§ Data pulled from a collection
====================

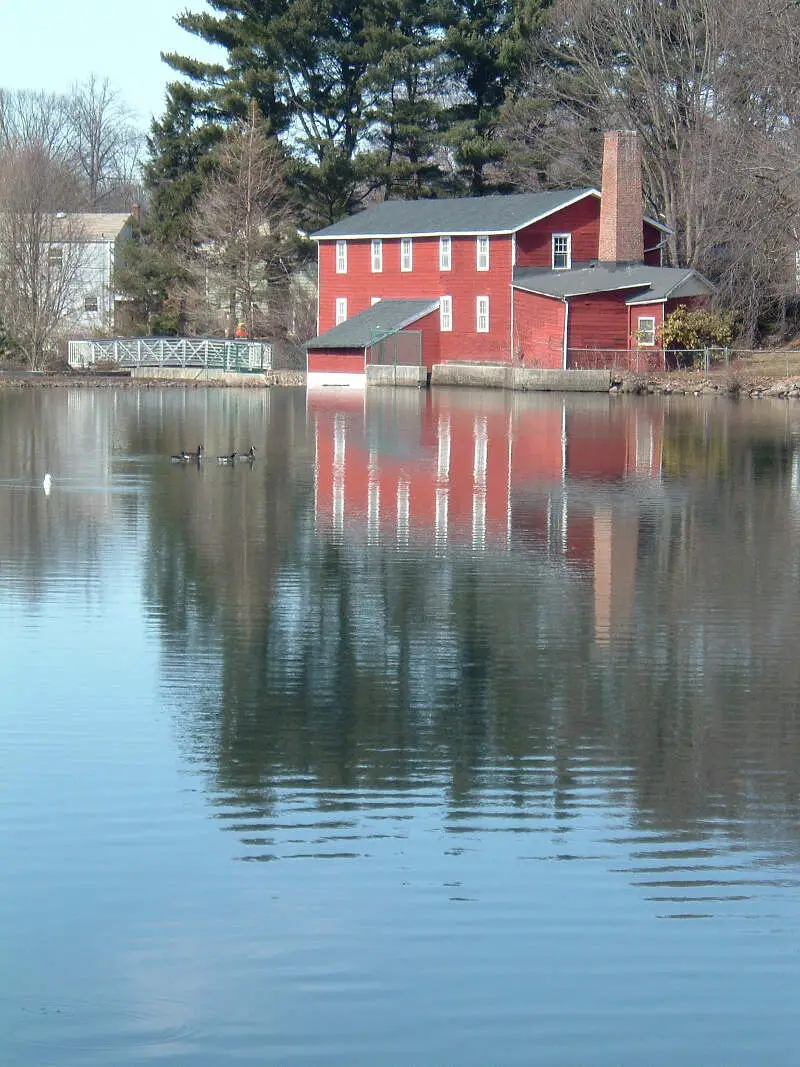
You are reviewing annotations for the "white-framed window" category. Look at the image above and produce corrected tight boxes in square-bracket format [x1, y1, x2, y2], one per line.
[475, 237, 489, 270]
[475, 297, 489, 333]
[636, 315, 656, 348]
[438, 237, 452, 270]
[400, 237, 414, 272]
[371, 237, 383, 274]
[553, 234, 572, 270]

====================

§ TO DO
Update these lines by changing "window" to "door" wherever it occurs, keeping everything else unchanged. Leave the pictures out of your answer.

§ RESULT OF THE TASK
You are reviewing annotations for the "white-framed door" category. Look at the image above and produce corrected tight boxes in square-bracket format [x1, y1, x2, y2], one per line.
[475, 237, 489, 270]
[475, 297, 489, 333]
[636, 315, 656, 348]
[438, 237, 452, 270]
[400, 237, 414, 272]
[371, 237, 383, 274]
[553, 234, 572, 270]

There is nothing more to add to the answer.